TÂCHES À RÉALISER>
(a) Recopiez à l'identique, dans le texte sur l'expérience de pensée, tout ce qui va de "Après quelques minutes" jusqu'à "en pages intérieures).".
(b) Poursuivez le texte sur l'expérience de pensée à partir de sa dernière phrase.

EXTRAIT DU TEXTE>
################

Lem a écrit :Idée pour sortir des apories inévitables : une expérience de pensée que chacun de vous peut faire.
Imaginez que vous croisiez Gérard Klein IRL et qu'il soit dans un bon jour.
Après quelques minutes de papotage, il ouvre sa sacoche, en tire un volume format roman – mais avec une couverture parfaitement blanche.
"C'est un jeu d'épreuves corrigées", explique-t-il. "C'est un roman que je vais publier dans Ailleurs & Demain. Je te le prête, si tu veux."
Et avant que vous puissiez ajouter quoi que ce soit, il file en vous abandonnant le jeu d'épreuves dans les mains car Il A D'Autres Obligations.
Vous rentrez chez vous et regardez le volume d'épreuves corrigées.
Il est d'une épaisseur moyenne : un roman "normal".
Vous ne connaissez pas le titre (il ne figure pas même en pages intérieures).
Vous ne connaissez pas l'auteur.
Vous ne savez rien de l'histoire ou du style (pas de quatrième de couverture).
Tout ce que vous savez, c'est que GK l'a acheté pour sa collection où sont récemment parus des textes aussi divers que Trames (Banks), Un secret de famille (Stross), Le quatuor de Jerusalem (Wittemore), Une invasion martienne (McAuley), Eifelheim (Flynn), Nuigrave (Murrail), Roma Æterna (Silverberg)…
Du space-opera, de la quasi-fantasy, de la littérature inclassable, du technothriller, de la SF au moyen-âge, de l'anticipation sociale, une uchronie…
Vous vous placez de vous-même dans le bon état d'esprit pour recevoir comme il se doit ce texte dont vous ignorez tout sinon qu'il va aller rejoindre tous ceux-là, qu'il est potentiellement aussi divers que tous ceux-là puisque cette diversité, c'est précisément ce qui caractérise le label SF.

################

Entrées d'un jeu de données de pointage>
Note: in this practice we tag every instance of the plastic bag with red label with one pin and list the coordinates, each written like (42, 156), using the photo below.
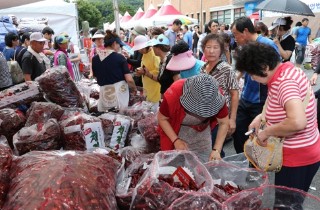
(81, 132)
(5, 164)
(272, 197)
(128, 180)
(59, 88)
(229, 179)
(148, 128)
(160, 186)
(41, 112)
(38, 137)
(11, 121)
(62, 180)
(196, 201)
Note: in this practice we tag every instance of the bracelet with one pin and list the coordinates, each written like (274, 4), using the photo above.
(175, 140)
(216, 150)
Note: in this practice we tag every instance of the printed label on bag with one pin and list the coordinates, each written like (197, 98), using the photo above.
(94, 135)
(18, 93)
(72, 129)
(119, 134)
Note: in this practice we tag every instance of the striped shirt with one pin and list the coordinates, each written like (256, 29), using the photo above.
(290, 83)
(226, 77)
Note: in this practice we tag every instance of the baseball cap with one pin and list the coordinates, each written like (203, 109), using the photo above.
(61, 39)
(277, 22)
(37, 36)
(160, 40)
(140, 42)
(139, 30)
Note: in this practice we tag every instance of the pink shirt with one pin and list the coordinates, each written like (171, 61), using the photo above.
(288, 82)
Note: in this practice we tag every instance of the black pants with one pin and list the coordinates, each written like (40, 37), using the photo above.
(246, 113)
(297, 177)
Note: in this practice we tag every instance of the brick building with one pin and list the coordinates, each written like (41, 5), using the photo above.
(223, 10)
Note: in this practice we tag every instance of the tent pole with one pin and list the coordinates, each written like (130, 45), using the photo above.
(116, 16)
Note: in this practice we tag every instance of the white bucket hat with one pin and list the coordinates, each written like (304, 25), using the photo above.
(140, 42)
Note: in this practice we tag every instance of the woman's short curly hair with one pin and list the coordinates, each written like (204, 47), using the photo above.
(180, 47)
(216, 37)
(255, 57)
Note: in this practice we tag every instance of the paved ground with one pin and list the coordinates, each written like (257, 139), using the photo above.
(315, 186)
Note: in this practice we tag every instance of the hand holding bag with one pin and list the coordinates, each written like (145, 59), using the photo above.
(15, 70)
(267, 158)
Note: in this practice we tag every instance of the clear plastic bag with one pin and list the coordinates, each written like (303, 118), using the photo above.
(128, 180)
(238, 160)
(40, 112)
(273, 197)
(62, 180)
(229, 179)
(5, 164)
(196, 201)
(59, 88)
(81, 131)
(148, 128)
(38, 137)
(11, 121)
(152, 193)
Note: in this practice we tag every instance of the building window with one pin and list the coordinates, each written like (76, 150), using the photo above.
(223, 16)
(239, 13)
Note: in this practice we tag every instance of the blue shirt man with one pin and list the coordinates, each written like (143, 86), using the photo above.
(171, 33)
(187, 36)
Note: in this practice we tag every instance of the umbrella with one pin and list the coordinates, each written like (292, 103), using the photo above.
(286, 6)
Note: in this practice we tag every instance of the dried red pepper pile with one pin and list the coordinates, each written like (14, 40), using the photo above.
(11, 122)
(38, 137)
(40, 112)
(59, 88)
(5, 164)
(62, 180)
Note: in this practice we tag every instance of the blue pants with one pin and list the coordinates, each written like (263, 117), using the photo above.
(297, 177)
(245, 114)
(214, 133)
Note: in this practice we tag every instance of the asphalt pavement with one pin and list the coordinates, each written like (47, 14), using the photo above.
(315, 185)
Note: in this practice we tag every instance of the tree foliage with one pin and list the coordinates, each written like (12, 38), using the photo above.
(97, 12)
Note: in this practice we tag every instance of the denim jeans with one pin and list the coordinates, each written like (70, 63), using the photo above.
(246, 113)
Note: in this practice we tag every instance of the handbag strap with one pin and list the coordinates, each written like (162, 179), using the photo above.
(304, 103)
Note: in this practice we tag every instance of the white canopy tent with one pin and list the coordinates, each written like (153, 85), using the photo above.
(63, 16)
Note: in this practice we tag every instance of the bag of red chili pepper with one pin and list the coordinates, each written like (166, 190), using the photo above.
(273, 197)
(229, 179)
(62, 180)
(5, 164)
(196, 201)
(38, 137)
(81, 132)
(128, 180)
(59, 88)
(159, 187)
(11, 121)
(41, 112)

################

RÉSULTATS DANS L'ORDRE>
(a)
Après quelques minutes de papotage, il ouvre sa sacoche, en tire un volume format roman – mais avec une couverture parfaitement blanche.
"C'est un jeu d'épreuves corrigées", explique-t-il. "C'est un roman que je vais publier dans Ailleurs & Demain. Je te le prête, si tu veux."
Et avant que vous puissiez ajouter quoi que ce soit, il file en vous abandonnant le jeu d'épreuves dans les mains car Il A D'Autres Obligations.
Vous rentrez chez vous et regardez le volume d'épreuves corrigées.
Il est d'une épaisseur moyenne : un roman "normal".
Vous ne connaissez pas le titre (il ne figure pas même en pages intérieures).

(b)
Exercice : caractérisez cet état d'esprit.
Allez, je joue.
Je crois que je suis dans un état d'esprit ... dichotomique.
- Est-ce que le texte veut me distraire ou me faire réfléchir ? (valable quelque soit la collection ou le genre...)
et la variante :
- est-ce qu'il y a une intention politique ou sociale perceptible ?
Puis, spécifiquement en SF :
- Est-ce que l'action va démarrer en terrain connu ou en terre inconnue ?
- Est-ce que je vais rencontrer une question scientifique centrale où une diversité de questions ?
- Est-ce que l'auteur essaie de m'égarer dans une fausse piste (comme souvent dans des nouvelles) ou est-ce que le déroulement sera plutôt linéaire ?
- clichés ou idées originales ?
- clichés respectés ou détournés ?
Bref, la démarche sera... spéculative. Ce qui créée pour moi l'unité du genre. En fantasy, on peut parfois deviner l'essentiel de la trame de l'histoire dès le premier quart. Quand c'est bien fait, la suite se déguste pourtant avec la connaissance de l'inéluctable, comme un
art de la fugue de Bach. En polar, la spéculation est recentrée essentiellement dans le suspense, énigme ou dénouement. En mainstream, le diable est dans les détails : on sait déjà que les personnages ne peuvent rencontrer que leur vie, l'amour, la mort, on se demande juste comment ça va se dérouler et se raconter. Mais seule la SF offre le questionnement le plus large, le plus dichotomique, sur la forme autant que sur le fond. Mon seul désaccord avec giangi tient finalement au fait que je considère que c'est ce qui fait le genre, alors que lui voit plus ça comme un "méta-genre" ... si je ne déforme pas trop son propos (cette fois).
L'écueil reste cependant l'effet "cases" : en démarrant la lecture d'
Axiomatique d'Egan, notamment suite aux évocations insistantes de cet auteur dans ce fil, je me suis dit dans la première nouvelle : "ah, c'est une histoire de mondes parallèles", puis dans la seconde "ah, c'est l'histoire des prophéties auto-réalisatrices" ... ce qui a pour effet de couper un peu la spéculation. (heureusement, la force d'Egan semble un peu tenir dans sa capacité à "exploser" les cases... tout en s'y cantonnant strictement !)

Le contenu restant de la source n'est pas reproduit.